What the exercise asks – Raise every coordinate in the answers by 84 and reproduce only the part of the records that runs from the start through the line containing "328 215 L 326", both ends included, with the requests kept unchanged and the pictures left out.

------ Data supplied

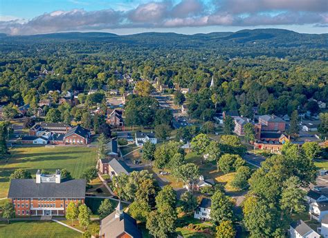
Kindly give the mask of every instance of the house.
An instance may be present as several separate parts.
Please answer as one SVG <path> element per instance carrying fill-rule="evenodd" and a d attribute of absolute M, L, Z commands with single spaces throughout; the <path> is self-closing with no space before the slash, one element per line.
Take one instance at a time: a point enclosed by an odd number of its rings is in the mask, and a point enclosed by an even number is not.
<path fill-rule="evenodd" d="M 120 163 L 116 158 L 100 159 L 98 170 L 103 175 L 109 175 L 111 179 L 113 179 L 113 177 L 122 173 L 129 175 L 125 166 L 126 167 L 123 162 Z"/>
<path fill-rule="evenodd" d="M 328 215 L 326 215 L 321 220 L 321 227 L 317 228 L 317 232 L 321 237 L 328 237 Z"/>
<path fill-rule="evenodd" d="M 203 198 L 201 204 L 196 208 L 194 214 L 194 218 L 200 220 L 210 220 L 210 206 L 212 206 L 212 201 L 208 198 Z"/>
<path fill-rule="evenodd" d="M 187 93 L 189 93 L 189 88 L 183 88 L 181 89 L 180 89 L 180 92 L 181 92 L 183 94 L 185 95 Z"/>
<path fill-rule="evenodd" d="M 112 158 L 120 157 L 120 149 L 118 146 L 118 141 L 116 139 L 111 139 L 106 145 L 106 155 Z"/>
<path fill-rule="evenodd" d="M 109 94 L 111 95 L 118 95 L 118 90 L 116 89 L 111 89 L 109 91 Z"/>
<path fill-rule="evenodd" d="M 101 238 L 141 238 L 143 235 L 138 228 L 136 221 L 123 212 L 120 201 L 114 212 L 100 221 Z"/>
<path fill-rule="evenodd" d="M 85 179 L 62 180 L 60 170 L 53 175 L 37 170 L 35 179 L 11 179 L 8 197 L 16 215 L 63 216 L 71 201 L 84 202 L 85 187 Z"/>
<path fill-rule="evenodd" d="M 73 127 L 64 136 L 65 143 L 87 144 L 90 142 L 90 131 L 80 126 Z"/>
<path fill-rule="evenodd" d="M 157 138 L 155 137 L 155 133 L 153 132 L 136 132 L 136 145 L 143 146 L 146 141 L 150 141 L 152 143 L 157 143 Z"/>
<path fill-rule="evenodd" d="M 307 132 L 318 131 L 318 126 L 317 125 L 313 125 L 313 123 L 309 123 L 303 125 L 302 126 L 302 130 L 307 131 Z"/>
<path fill-rule="evenodd" d="M 307 192 L 305 198 L 309 204 L 328 201 L 328 187 L 314 187 Z"/>
<path fill-rule="evenodd" d="M 244 126 L 249 123 L 250 120 L 243 117 L 235 117 L 233 119 L 235 120 L 235 129 L 233 132 L 239 136 L 245 135 Z"/>
<path fill-rule="evenodd" d="M 51 105 L 51 101 L 50 101 L 50 99 L 42 99 L 39 101 L 39 103 L 37 105 L 39 105 L 39 107 L 42 107 L 43 106 L 50 106 Z"/>
<path fill-rule="evenodd" d="M 35 125 L 37 125 L 37 124 L 35 124 Z M 42 122 L 41 123 L 38 125 L 41 126 L 42 130 L 48 130 L 53 133 L 65 134 L 69 130 L 72 129 L 72 127 L 70 125 L 62 123 Z"/>
<path fill-rule="evenodd" d="M 108 116 L 107 122 L 113 127 L 123 126 L 124 121 L 122 114 L 122 110 L 115 109 L 111 112 L 109 116 Z"/>
<path fill-rule="evenodd" d="M 284 132 L 286 130 L 286 121 L 275 115 L 259 116 L 259 124 L 262 126 L 262 130 Z"/>
<path fill-rule="evenodd" d="M 289 228 L 291 238 L 319 238 L 320 235 L 302 220 L 293 222 Z"/>
<path fill-rule="evenodd" d="M 318 221 L 328 214 L 328 201 L 316 201 L 310 204 L 309 213 L 311 219 Z"/>

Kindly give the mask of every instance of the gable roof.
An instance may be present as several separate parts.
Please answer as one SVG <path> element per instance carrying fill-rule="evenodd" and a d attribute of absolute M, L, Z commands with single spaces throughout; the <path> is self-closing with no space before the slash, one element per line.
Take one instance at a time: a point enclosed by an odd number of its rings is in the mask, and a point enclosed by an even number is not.
<path fill-rule="evenodd" d="M 291 224 L 291 226 L 301 236 L 304 236 L 309 232 L 314 232 L 314 230 L 307 226 L 302 220 L 293 222 Z"/>
<path fill-rule="evenodd" d="M 10 181 L 8 197 L 84 198 L 85 186 L 85 179 L 37 184 L 33 179 L 15 179 Z"/>
<path fill-rule="evenodd" d="M 212 206 L 212 200 L 208 198 L 203 198 L 201 199 L 201 205 L 199 205 L 200 208 L 210 208 Z"/>
<path fill-rule="evenodd" d="M 116 217 L 116 211 L 113 212 L 100 221 L 100 234 L 105 238 L 116 238 L 127 232 L 134 238 L 141 238 L 141 232 L 138 228 L 136 220 L 129 215 L 122 212 L 121 217 Z"/>
<path fill-rule="evenodd" d="M 80 137 L 86 138 L 89 137 L 89 130 L 84 129 L 80 126 L 76 126 L 70 130 L 69 130 L 64 136 L 64 138 L 69 137 L 70 135 L 72 135 L 73 134 L 76 134 L 80 135 Z"/>

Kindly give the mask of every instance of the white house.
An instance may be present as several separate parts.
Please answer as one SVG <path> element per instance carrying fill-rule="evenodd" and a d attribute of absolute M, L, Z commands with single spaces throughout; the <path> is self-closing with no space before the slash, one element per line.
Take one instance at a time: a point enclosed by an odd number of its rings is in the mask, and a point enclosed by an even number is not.
<path fill-rule="evenodd" d="M 291 238 L 320 238 L 320 235 L 302 220 L 293 222 L 289 228 Z"/>
<path fill-rule="evenodd" d="M 328 215 L 325 215 L 321 220 L 321 227 L 317 229 L 318 233 L 322 237 L 328 237 Z"/>
<path fill-rule="evenodd" d="M 208 198 L 201 199 L 201 204 L 197 207 L 194 211 L 194 218 L 200 220 L 210 220 L 210 206 L 212 201 Z"/>
<path fill-rule="evenodd" d="M 310 204 L 309 213 L 311 218 L 321 221 L 322 218 L 328 215 L 328 201 L 316 201 Z"/>
<path fill-rule="evenodd" d="M 146 141 L 150 141 L 152 143 L 157 143 L 157 138 L 155 137 L 155 133 L 153 132 L 136 132 L 136 145 L 143 146 Z"/>

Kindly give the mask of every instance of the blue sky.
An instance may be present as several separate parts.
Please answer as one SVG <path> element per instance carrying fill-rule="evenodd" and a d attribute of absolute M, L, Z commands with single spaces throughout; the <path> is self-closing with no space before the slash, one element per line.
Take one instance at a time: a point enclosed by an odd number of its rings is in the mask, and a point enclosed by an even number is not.
<path fill-rule="evenodd" d="M 327 0 L 0 0 L 0 32 L 183 34 L 277 28 L 327 33 Z"/>

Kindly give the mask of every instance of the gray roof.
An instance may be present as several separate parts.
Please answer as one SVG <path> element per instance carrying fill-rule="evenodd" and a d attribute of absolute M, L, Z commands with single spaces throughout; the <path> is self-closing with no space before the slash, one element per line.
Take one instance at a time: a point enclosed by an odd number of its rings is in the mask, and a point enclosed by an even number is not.
<path fill-rule="evenodd" d="M 118 175 L 120 173 L 129 175 L 129 172 L 127 172 L 127 170 L 124 168 L 122 164 L 120 164 L 116 159 L 113 158 L 108 163 Z"/>
<path fill-rule="evenodd" d="M 310 231 L 313 231 L 311 227 L 307 226 L 307 224 L 302 220 L 293 222 L 291 226 L 301 236 L 304 235 Z"/>
<path fill-rule="evenodd" d="M 201 205 L 199 205 L 200 208 L 210 208 L 212 206 L 212 200 L 207 198 L 203 198 L 201 199 Z"/>
<path fill-rule="evenodd" d="M 85 179 L 73 179 L 56 183 L 37 184 L 35 179 L 12 179 L 8 198 L 84 198 Z"/>
<path fill-rule="evenodd" d="M 100 221 L 100 234 L 105 238 L 116 238 L 127 232 L 134 238 L 141 238 L 143 235 L 138 228 L 136 221 L 129 215 L 122 212 L 121 217 L 115 217 L 113 212 Z"/>
<path fill-rule="evenodd" d="M 71 135 L 76 134 L 80 135 L 80 137 L 87 138 L 89 136 L 89 130 L 84 129 L 80 126 L 77 126 L 75 127 L 73 127 L 72 129 L 69 130 L 67 133 L 65 134 L 65 136 L 64 138 L 69 137 Z"/>

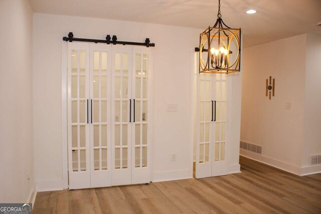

------------

Output of the task –
Kindly give the mask of every instance of the house.
An instance may be present as several separate parts.
Please answer as one SVG <path> element per instance carrying fill-rule="evenodd" and a d attribute of absolute M, L, Z commands with single spaces throughout; the <path> is self-closing with no space before the slash, one element per line.
Take one instance at a time: a point enclosed by an odd number of its rings is in the mask, and a point enclosed by an even number is not.
<path fill-rule="evenodd" d="M 204 247 L 200 242 L 184 243 L 182 254 L 187 259 L 193 259 L 195 263 L 197 263 L 197 261 L 206 257 L 213 259 L 209 250 L 210 251 L 207 246 Z"/>
<path fill-rule="evenodd" d="M 412 299 L 410 299 L 405 304 L 405 311 L 401 312 L 401 316 L 405 321 L 412 321 Z"/>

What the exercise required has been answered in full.